▸ What is being asked
Report each line of the entries that includes "tongue" by copying it.

▸ Input data
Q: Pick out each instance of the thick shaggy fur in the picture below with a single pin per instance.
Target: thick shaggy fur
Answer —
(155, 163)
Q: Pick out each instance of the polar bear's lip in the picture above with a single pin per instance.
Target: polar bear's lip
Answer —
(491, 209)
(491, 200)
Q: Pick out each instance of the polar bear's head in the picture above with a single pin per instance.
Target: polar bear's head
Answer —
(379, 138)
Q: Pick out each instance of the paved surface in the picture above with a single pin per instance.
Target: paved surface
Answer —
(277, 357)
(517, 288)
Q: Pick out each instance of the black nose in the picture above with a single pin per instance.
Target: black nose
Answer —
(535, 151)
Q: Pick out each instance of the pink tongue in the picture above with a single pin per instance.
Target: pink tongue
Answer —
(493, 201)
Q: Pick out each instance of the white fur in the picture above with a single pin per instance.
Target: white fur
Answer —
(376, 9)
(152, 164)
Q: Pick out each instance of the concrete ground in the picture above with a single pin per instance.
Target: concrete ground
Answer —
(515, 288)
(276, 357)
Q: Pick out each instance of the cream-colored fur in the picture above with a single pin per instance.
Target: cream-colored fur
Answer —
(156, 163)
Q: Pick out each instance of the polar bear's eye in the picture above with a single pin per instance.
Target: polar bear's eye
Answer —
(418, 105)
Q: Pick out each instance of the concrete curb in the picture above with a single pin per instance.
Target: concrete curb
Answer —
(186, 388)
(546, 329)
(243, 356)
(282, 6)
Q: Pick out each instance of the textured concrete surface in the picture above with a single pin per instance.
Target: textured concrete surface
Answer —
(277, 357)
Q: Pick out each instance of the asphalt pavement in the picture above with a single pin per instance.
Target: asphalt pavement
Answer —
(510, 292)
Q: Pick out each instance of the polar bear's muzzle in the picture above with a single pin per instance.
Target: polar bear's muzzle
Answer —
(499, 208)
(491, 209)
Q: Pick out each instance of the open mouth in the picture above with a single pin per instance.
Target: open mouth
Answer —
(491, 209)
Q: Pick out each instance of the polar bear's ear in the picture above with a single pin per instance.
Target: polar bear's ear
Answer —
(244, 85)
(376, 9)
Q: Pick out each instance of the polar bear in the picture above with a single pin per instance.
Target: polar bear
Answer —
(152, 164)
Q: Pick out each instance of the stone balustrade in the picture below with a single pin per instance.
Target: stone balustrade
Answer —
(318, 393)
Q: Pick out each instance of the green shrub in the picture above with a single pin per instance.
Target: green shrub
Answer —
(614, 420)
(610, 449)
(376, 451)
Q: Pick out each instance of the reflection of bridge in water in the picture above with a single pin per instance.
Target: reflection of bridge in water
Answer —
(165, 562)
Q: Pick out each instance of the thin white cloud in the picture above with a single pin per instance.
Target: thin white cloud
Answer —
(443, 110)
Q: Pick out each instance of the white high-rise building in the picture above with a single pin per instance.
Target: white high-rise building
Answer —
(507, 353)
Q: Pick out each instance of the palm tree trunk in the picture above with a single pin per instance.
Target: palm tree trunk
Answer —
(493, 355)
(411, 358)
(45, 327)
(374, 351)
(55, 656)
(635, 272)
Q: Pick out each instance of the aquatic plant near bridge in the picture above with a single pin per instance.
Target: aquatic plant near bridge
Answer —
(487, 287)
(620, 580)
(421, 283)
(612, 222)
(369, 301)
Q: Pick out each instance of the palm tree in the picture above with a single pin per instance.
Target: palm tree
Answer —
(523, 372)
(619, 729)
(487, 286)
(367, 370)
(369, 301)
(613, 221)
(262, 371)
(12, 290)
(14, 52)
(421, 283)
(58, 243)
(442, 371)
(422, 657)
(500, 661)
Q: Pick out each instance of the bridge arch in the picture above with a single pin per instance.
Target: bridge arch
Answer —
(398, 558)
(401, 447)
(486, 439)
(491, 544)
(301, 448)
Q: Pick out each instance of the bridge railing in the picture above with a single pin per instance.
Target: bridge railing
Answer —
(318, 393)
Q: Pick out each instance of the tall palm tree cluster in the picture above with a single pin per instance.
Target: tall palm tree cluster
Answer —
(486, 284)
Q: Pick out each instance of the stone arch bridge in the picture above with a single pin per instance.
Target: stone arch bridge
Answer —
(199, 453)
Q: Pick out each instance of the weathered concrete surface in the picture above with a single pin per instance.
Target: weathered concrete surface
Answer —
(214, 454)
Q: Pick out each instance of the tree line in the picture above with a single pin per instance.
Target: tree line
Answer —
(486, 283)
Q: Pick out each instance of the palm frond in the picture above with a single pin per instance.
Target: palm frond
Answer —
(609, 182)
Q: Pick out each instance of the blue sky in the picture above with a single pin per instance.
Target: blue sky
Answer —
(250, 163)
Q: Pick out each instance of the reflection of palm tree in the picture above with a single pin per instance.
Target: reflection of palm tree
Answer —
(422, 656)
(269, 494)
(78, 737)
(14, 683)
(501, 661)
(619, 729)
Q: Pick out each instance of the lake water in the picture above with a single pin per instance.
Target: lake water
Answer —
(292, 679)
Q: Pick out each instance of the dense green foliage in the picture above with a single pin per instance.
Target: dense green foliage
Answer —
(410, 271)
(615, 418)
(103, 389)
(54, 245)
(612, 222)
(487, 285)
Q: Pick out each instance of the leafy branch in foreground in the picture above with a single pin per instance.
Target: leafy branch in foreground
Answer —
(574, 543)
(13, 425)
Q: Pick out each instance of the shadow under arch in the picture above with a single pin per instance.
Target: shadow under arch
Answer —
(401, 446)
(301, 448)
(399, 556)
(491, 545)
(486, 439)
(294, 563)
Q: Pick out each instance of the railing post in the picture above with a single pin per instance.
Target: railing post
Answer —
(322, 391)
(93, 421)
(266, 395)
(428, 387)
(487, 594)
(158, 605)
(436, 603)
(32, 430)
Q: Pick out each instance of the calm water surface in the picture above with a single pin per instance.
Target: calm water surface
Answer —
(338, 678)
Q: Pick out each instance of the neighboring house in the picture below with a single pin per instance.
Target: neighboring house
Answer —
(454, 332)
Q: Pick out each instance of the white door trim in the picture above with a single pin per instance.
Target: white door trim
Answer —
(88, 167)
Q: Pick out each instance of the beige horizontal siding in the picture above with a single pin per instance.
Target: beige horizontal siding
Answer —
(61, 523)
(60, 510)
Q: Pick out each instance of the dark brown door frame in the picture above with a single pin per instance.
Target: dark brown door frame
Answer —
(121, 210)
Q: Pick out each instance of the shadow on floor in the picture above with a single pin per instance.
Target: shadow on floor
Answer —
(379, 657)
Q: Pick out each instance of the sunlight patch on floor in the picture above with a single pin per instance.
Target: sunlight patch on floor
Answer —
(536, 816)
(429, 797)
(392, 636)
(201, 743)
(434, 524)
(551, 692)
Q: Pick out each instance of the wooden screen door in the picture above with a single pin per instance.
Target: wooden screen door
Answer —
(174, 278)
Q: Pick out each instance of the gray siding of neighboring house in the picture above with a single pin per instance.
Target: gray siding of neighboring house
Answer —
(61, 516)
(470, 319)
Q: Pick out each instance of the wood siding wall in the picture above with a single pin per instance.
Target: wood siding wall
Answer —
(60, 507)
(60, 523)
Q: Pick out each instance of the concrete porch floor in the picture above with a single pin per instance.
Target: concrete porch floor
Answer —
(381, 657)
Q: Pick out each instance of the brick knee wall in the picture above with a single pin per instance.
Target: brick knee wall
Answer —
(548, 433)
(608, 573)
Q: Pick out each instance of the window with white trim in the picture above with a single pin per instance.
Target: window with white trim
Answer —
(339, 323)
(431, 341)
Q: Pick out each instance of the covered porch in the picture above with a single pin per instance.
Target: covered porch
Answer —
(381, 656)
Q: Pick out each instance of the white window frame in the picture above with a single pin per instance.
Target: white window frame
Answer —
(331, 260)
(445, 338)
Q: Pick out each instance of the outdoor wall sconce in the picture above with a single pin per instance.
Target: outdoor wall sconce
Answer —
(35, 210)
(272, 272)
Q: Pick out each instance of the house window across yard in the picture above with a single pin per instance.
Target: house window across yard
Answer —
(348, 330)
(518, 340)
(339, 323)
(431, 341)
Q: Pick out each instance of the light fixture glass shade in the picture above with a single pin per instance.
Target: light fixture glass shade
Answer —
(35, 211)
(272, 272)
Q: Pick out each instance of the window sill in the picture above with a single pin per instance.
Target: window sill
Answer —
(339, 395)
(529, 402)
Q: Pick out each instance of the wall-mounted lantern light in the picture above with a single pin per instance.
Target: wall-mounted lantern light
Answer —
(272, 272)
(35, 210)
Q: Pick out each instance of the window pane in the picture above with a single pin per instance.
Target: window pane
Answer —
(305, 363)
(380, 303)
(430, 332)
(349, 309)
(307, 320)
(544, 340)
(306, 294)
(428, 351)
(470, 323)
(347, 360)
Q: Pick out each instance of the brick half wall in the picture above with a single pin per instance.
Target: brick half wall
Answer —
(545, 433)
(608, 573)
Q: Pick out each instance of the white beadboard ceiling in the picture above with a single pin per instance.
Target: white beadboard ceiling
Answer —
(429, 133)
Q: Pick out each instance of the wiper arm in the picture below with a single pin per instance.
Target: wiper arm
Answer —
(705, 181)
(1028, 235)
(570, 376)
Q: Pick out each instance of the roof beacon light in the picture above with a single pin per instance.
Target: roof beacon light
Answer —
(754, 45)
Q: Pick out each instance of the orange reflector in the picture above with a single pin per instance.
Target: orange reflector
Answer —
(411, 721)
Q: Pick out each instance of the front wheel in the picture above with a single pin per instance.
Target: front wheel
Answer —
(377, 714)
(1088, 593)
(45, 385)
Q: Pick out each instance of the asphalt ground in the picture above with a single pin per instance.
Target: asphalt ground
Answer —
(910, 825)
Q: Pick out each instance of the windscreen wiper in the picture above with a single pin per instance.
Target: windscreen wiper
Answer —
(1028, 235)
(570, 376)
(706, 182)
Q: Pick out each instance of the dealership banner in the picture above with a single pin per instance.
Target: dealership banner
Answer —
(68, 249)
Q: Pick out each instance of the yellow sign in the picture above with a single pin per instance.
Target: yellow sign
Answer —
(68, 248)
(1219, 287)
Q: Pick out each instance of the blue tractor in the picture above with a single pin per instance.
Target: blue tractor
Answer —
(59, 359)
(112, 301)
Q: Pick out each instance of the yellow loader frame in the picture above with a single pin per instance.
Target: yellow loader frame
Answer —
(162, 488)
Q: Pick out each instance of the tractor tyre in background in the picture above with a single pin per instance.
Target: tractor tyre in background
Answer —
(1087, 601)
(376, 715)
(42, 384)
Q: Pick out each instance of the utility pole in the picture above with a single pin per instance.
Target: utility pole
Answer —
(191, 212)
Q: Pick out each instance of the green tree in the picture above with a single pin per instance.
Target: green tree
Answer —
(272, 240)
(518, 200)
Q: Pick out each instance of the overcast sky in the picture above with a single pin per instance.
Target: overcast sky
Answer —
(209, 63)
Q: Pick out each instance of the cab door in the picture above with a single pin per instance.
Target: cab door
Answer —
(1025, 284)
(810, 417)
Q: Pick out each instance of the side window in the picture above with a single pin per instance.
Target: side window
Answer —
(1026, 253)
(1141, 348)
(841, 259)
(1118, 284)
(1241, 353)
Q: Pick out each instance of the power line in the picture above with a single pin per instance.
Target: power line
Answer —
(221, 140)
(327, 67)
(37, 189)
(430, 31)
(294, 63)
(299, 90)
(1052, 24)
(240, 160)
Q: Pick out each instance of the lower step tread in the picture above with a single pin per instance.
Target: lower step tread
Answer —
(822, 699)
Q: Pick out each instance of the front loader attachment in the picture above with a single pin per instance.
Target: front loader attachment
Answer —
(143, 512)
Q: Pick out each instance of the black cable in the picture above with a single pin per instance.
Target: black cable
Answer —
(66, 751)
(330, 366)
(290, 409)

▸ Solution to this problem
Q: Pick out each instance of the pink tongue in the picture above with a single pin per instance.
Target: pink tongue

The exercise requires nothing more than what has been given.